#### [Trecho]

Imperou por muito tempo a regra da maioria absoluta nas deliberações das limitadas (50% + 1), hoje superada por regras de unanimidade, ¾, 2/3, maioria absoluta e maioria simples, dependendo do caso. Importa dizer que quem antes possuía mais da metade do capital (mesmo que ínfima a parcela de capital superior aos 50%) de uma limitada exercia de forma plena o poder de controle. Hoje não exerce mais, sofrendo temperamentos impostas pela elevação do quorum deliberativo em determinadas situações, e.g., necessidade, em regra, de três quartos para alteração contratual. O controlador da limitada, por essas razões, possui interesse na transformação, posto que na anônima prevalece a regra da maioria absoluta nas deliberações a prestigiar o poder de controle, mesmo quando exigido quorum qualificado. Como na transformação receberá ações em troca de quotas, em regra sem alteração de capital social, seu poder de controle estará garantido, mesmo se na limitada transformada a proporção fosse de 51% para 49%.

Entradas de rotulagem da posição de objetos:
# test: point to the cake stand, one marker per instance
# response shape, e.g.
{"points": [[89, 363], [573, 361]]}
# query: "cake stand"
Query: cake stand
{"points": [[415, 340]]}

--

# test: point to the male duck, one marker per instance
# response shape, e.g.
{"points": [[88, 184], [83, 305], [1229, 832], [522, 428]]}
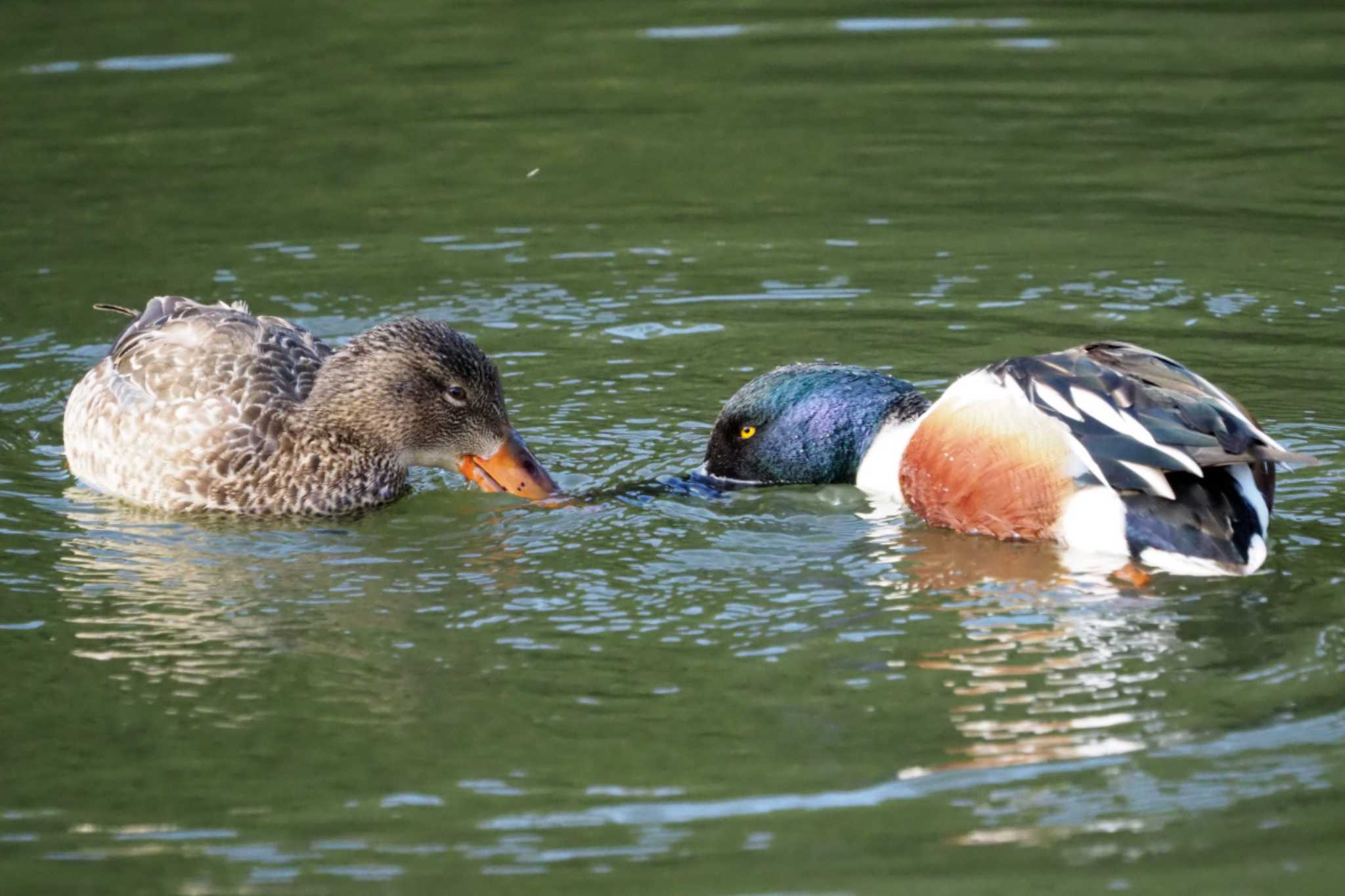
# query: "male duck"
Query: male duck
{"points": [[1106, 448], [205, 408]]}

...

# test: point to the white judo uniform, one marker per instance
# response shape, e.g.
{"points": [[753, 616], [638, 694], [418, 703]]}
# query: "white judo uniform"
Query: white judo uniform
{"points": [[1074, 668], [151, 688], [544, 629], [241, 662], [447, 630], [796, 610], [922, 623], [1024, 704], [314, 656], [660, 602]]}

#### [O que fazer]
1. Traduza para o inglês esta frase do trecho sobre a transformação da sociedade limitada: "O controlador da limitada, por essas razões, possui interesse na transformação, posto que na anônima prevalece a regra da maioria absoluta nas deliberações a prestigiar o poder de controle, mesmo quando exigido quorum qualificado."
2. Retome o trecho sobre a transformação da sociedade limitada a partir da última frase apresentada e dê continuidade ao texto.

#### [Respostas dos exercícios]
1. For these reasons, the controlling member of the limited liability company has an interest in the transformation, since in the corporation the absolute majority rule prevails in resolutions, which favors the power of control, even when a qualified quorum is required.

2.
 

Já no caso do minoritário, por razões óbvias, este poderá não ter interesse na transformação, pois poderá ver diluída a força que o novo Código Civil trouxe à sua participação. Ilustrativo o exemplo do minoritário que possui mais de 25% do capital social. Com o advento do código o minoritário nessa situação é prestigiado, pois dele depende a aprovação da maioria das alterações contratuais, havendo equilíbrio substancial de sua posição com a do majoritário.

 

Como visto, cada empresa possuirá peculiaridades que não permitirão a aplicação de regra única, devendo os sócios estarem atentos para não criarem um problema muito maior do que o custo burocrático. É evidente que por maior que seja o custo este não compensa nunca a perda do poder de controle do majoritário, nem a diminuição do poder de veto do minoritário que possui expressiva e decisiva parcela do capital social.

 

Saliento, ainda, que a questão se insere em aspectos de estruturação de holdings de médios e grandes grupos, geralmente limitadas como holdings de controle e anônimas como sociedades operacionais. O problema é agravado quanto apresenta-se nas empresas familiares.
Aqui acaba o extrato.